- _SUPPLIED PASSAGE_
John Cassidy sums it up.
... Romney ignored the reporters. But Ron Gorka, one of his spokesman, said to them, “Kiss my ass. This is a holy site for the Polish people. Show some respect.” Gorka also told one reporter to “shove it.” ...Cassidy, New Yorker
There's something about that "kiss my ass" and "holy site for the Polish people" in one compact outburst that just gets under the skin, doesn't it?
Cue yet another wave of stories about the Romney campaign’s blunders and screwups. Also cue the desperate attempt by Stuart Stevens to put some lipstick on the pig that was this trip. According to a Washington Post story datelined Warsaw, Steven said of his boss, “He has a tendency to speak his mind and to say what he believes, and whenever you do that, there will be those that disagree with you, and there will be those that agree with you…I think people like that. I think that this idea that you have to not speak your mind is something that’s not very appealing to people.”

[Source data]
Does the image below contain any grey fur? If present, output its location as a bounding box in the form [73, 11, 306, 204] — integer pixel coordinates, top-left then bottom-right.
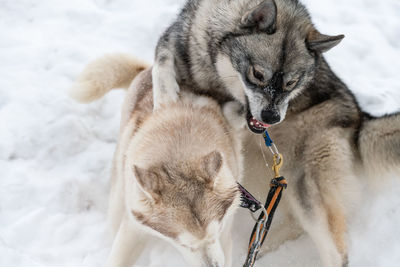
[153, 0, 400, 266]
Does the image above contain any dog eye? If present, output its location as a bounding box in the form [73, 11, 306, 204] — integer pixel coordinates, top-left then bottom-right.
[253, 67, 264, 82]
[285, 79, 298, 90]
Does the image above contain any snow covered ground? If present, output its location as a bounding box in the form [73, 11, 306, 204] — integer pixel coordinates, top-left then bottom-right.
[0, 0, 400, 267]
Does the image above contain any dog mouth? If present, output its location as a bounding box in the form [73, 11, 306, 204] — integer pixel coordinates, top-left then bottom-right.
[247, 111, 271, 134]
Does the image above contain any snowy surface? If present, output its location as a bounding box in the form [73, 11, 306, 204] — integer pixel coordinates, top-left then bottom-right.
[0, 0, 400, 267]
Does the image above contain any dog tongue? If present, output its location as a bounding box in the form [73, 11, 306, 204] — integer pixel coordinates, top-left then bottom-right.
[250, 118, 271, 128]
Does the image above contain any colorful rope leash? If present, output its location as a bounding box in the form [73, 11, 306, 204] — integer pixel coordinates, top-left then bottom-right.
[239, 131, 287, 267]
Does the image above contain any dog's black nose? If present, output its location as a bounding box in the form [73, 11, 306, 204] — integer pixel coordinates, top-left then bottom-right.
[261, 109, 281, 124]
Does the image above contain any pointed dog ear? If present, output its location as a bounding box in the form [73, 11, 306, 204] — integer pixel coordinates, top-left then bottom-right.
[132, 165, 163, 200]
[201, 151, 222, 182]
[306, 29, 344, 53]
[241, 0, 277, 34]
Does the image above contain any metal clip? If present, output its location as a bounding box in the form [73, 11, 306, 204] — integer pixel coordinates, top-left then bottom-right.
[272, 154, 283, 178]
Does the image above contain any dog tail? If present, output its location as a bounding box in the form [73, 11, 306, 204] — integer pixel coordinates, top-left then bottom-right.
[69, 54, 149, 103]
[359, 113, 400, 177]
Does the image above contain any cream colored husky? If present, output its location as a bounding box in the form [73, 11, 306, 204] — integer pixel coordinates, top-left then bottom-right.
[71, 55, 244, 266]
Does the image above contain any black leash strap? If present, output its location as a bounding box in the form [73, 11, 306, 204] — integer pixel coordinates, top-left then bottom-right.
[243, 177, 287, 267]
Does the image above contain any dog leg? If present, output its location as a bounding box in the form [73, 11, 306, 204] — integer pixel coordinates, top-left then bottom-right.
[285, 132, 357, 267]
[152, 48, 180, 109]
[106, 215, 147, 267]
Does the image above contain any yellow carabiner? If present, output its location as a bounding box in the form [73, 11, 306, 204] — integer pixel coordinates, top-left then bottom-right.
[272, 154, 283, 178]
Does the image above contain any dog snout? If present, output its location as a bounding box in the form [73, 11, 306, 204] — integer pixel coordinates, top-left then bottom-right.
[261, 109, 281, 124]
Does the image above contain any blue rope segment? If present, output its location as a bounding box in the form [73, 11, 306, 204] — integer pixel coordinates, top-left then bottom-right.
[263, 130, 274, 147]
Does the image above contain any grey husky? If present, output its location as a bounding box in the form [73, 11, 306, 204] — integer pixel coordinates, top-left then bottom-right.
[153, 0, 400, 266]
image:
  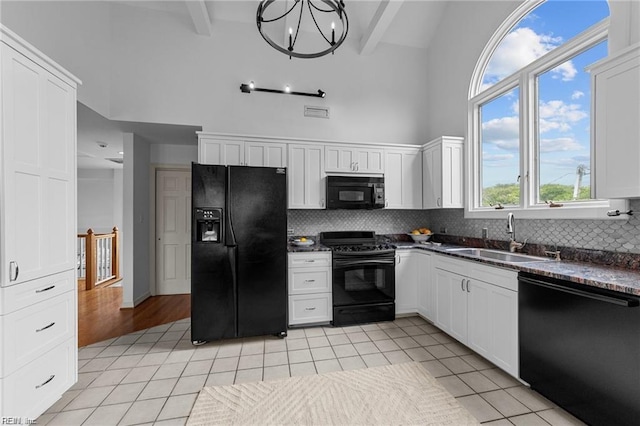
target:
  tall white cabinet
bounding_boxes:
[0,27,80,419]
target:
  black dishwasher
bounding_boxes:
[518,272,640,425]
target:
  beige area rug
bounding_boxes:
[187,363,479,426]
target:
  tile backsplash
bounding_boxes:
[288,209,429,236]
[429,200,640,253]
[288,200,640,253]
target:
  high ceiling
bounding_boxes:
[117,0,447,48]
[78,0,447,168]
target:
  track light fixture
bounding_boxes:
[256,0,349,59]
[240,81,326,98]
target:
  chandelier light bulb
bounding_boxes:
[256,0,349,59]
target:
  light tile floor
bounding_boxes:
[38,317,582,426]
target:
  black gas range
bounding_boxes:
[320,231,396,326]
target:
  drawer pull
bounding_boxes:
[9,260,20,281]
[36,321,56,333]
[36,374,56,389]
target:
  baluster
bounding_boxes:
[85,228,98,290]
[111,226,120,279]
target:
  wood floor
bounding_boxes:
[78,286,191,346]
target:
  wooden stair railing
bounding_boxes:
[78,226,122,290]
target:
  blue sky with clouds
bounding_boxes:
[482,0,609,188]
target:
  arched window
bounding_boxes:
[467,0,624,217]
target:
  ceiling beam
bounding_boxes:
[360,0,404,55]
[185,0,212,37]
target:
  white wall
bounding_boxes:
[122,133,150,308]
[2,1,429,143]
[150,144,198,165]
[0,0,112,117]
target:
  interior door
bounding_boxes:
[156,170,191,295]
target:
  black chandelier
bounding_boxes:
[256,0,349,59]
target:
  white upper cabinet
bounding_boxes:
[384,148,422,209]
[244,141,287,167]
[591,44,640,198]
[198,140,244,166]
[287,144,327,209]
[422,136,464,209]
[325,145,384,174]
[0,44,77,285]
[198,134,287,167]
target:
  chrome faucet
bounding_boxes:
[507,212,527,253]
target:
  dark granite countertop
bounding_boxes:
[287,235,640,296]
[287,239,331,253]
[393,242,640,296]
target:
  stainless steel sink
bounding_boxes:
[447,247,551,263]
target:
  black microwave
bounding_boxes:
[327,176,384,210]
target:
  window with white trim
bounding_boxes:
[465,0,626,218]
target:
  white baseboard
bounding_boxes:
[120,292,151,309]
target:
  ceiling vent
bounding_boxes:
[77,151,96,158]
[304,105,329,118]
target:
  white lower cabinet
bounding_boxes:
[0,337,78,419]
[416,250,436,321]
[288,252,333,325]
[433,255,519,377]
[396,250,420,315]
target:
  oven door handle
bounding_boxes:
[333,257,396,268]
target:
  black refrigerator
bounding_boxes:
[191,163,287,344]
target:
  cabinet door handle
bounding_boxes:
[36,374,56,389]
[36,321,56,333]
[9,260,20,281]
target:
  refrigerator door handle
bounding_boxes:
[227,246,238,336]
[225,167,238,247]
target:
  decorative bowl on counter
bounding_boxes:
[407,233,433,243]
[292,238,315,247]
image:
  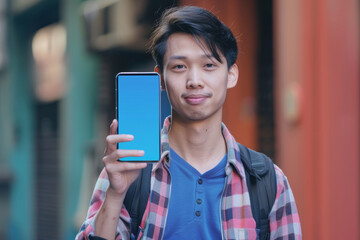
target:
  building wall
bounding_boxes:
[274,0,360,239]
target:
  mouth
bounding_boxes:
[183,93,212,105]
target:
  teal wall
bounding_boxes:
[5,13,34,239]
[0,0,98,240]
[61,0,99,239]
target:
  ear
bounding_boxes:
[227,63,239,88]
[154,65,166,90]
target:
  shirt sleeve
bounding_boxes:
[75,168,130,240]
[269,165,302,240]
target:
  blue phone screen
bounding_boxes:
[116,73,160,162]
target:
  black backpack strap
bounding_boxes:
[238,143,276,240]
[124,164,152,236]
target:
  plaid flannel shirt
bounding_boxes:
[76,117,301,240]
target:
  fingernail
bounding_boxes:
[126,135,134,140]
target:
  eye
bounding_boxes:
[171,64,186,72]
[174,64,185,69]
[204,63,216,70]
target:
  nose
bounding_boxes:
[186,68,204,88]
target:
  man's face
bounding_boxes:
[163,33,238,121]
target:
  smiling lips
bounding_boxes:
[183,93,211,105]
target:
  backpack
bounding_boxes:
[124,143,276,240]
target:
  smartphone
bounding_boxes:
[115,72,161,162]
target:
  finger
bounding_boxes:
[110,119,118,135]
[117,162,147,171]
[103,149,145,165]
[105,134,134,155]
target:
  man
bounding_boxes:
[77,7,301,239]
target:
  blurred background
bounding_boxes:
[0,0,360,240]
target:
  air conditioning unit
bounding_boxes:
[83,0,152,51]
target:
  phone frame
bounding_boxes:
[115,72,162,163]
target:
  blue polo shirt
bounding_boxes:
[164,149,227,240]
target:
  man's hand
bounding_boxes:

- _AIM OF THE TASK_
Carry on the commentary about Romney's trip to Poland, picking up after its last sentence. The data play no part in this work.

- _ANSWER TO THE TASK_
A translation of that passage from campaign spin into English might run as follows: “Even in an operation like ours, which is almost wholly based on turning the election into a referendum on Obama, we have to occasionally let the candidate depart from his standard stump speech. Sometimes when we do that, he says things he shouldn’t. That’s not great, but at least it shows people that he’s human.”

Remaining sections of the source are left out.